>> Begin DOCUMENT PASSAGE
The analyzer also warns if there are volatile variables for which no volatile annotation is given at all. If this is not an oversight, the warning can be turned off via the -no-warning-on-volatile-lvalues flag.

Tip

ACSL annotations can only use symbols that were already defined. If you are using a symbol in your annotation that is not defined or is defined in the source code after the annotation, the analyzer cannot proceed and you receive the following error:

[kernel] user error:: cannot find function '…' for volatile clause

Once replacement functions are specified and their behavior is defined, the plugin is ready for use. It is applied via the -volatile command-line flag.

$ tis-analyzer … -volatile

When the flag is set, the analyzer transforms the analyzed source code into a new project called Volatile, where volatile accesses are replaced with function calls according to the provided specification. The analyzer can then be configured to perform further analyses on the Volatile project via the -then-on sequencing option.

$ tis-analyzer … -volatile -then-on Volatile …

Tip

The modified source code of the Volatile project is not output by the analyzer. To view the modified source code (normalized), run an analysis on the Volatile project with -print:

$ tis-analyzer … -volatile -then-on Volatile -print

Or, to show only functions and variables of interest, with -print and -print-filter options:

$ tis-analyzer … -volatile -then-on Volatile -print -print-filter main,v,wr_v,rd_v

An equivalent JSON configuration is not currently supported (See Command line options).

Example Consider this program communicating with a peripheral device via a pair of volatile variables called port_in and port_out. The peripheral device acts as a buffer. The program writes bytes into port_out until the peripheral signals it to stop by writing 1 back to port_in, which it will do after it receives 4 bytes. Given that the actions of the peripheral device are external and obscured by the volatile variable, the example initially looks like this:

#include <tis_builtin.h>

volatile unsigned char port_out;
const volatile unsigned char port_in;
int main(void) {
    unsigned char data[] = { 0, 1, 2, 3 };
    int cursor = 0;
    while (!port_in) {
      port_out = data[cursor++];
    }
    tis_show_each("cursor", cursor);
    tis_show_each("port_in port_out", port_in, port_out);
}

Even though the programmer might have knowledge about how the peripheral device behaves, the analyzer still currently treats it as any possible value allowed by its type and emits an alarm that cursor will index the data array out of its bounds when it reaches 4:

$ tis-analyzer -val -slevel 100 volatile_example.c
tests/tis-user-guide/volatile_example.c:9:[kernel] warning: accessing out of bounds index {4}. assert tmp < 4;
                                                     (tmp from cursor++)
[value] Called tis_show_each({{ "cursor" }}, {0})
[value] Called tis_show_each({{ "cursor" }}, {1})
[value] Called tis_show_each({{ "cursor" }}, {2})
[value] Called tis_show_each({{ "cursor" }}, {3})
[value] Called tis_show_each({{ "cursor" }}, {4})
[value] Called tis_show_each({{ "port_in port_out" }}, [0..255], [0..255])
[value] Called tis_show_each({{ "port_in port_out" }}, [0..255], [0..255])
>> End DOCUMENT PASSAGE
TASK LIST:
A: In the volatile plugin passage, what is the name of the project the analyzer creates when the -volatile flag is set?
B: Reproduce the stretch of the volatile plugin passage from "The analyzer also" through "-volatile command-line flag.".
C: List every command-line option beginning with a hyphen that appears in the volatile plugin passage.
>> Begin DATA PROVIDED
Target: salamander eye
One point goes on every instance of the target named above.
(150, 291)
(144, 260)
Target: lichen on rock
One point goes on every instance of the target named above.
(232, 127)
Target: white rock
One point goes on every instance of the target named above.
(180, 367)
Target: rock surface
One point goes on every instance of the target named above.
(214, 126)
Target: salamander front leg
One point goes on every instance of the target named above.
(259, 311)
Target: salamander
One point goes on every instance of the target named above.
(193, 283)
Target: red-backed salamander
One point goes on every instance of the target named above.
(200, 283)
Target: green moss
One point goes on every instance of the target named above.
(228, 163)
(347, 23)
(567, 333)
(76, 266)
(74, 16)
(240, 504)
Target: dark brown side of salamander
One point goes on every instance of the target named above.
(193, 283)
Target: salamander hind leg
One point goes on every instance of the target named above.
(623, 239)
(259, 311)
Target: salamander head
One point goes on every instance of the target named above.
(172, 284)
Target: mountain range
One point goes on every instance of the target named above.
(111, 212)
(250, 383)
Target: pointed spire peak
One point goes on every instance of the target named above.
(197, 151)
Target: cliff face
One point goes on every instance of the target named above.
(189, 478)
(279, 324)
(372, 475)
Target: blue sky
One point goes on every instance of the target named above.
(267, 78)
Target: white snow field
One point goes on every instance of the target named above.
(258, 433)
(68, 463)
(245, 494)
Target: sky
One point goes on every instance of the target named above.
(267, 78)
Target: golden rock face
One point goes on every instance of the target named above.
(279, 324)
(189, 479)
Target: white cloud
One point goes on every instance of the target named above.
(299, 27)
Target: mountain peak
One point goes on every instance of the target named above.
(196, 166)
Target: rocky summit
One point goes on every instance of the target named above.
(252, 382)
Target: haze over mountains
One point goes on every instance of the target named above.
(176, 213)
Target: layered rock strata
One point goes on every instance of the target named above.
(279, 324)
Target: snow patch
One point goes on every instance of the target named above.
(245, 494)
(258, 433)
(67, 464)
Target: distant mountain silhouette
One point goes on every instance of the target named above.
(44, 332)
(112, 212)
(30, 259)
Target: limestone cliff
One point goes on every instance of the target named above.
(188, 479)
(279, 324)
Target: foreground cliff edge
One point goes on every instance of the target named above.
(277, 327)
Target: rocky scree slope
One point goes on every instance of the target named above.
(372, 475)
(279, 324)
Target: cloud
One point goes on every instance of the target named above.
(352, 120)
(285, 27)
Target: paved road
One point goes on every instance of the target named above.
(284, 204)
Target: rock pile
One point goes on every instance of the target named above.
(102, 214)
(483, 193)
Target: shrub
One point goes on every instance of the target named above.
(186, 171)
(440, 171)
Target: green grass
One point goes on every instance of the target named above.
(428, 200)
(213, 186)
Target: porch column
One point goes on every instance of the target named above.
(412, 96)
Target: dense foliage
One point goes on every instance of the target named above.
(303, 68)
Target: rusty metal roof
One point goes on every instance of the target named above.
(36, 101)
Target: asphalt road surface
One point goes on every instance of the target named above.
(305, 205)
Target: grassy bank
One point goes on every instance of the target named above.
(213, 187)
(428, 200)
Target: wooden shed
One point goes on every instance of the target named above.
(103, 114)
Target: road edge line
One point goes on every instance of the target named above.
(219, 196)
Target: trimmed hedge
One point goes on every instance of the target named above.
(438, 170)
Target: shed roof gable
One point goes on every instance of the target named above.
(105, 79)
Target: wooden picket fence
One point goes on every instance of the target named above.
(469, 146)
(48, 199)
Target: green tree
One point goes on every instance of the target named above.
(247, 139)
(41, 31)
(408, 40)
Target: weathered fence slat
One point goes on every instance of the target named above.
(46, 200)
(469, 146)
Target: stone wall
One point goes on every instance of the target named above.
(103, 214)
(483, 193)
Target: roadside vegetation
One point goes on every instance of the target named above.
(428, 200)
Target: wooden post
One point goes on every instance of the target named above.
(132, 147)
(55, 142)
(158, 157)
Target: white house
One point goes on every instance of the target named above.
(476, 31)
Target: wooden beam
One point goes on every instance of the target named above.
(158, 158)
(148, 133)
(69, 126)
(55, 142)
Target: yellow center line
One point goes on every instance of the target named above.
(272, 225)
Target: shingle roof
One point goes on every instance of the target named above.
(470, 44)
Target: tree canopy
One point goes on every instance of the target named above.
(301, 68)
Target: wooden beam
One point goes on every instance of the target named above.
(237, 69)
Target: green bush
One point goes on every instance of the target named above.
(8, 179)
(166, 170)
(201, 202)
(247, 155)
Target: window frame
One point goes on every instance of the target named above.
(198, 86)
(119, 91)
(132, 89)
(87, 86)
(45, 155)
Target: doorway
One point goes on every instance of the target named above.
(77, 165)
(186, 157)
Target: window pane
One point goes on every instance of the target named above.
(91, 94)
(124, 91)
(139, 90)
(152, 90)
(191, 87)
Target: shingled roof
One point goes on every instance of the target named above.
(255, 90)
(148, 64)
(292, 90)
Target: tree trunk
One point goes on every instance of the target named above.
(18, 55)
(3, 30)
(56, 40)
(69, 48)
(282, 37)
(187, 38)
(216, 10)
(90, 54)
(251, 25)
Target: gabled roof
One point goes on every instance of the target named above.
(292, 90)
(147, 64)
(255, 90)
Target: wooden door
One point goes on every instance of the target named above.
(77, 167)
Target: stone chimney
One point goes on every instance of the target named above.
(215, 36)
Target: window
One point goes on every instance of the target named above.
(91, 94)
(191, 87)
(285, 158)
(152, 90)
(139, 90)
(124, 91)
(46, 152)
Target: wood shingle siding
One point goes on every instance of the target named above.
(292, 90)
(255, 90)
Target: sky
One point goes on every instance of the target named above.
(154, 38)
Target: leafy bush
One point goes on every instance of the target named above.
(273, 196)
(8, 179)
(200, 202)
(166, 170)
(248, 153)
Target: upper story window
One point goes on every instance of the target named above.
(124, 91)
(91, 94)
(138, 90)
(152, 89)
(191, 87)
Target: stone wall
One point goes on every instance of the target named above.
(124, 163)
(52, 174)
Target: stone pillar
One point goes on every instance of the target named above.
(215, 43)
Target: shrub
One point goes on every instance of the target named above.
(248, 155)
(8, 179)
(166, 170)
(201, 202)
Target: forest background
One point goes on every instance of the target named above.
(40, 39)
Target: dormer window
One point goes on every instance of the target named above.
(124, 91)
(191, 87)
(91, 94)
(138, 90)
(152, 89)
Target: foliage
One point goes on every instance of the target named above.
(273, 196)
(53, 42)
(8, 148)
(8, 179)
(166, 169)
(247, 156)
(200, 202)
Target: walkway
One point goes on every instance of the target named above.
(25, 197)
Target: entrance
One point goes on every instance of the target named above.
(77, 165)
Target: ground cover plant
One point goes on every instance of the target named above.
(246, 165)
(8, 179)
>> End DATA PROVIDED
ANSWERS FOR THE EXERCISE:
A: Volatile

B:
The analyzer also warns if there are volatile variables for which no volatile annotation is given at all. If this is not an oversight, the warning can be turned off via the -no-warning-on-volatile-lvalues flag.

Tip

ACSL annotations can only use symbols that were already defined. If you are using a symbol in your annotation that is not defined or is defined in the source code after the annotation, the analyzer cannot proceed and you receive the following error:

[kernel] user error:: cannot find function '…' for volatile clause

Once replacement functions are specified and their behavior is defined, the plugin is ready for use. It is applied via the -volatile command-line flag.

C: -no-warning-on-volatile-lvalues, -volatile, -then-on, -print, -print-filter, -val, -slevel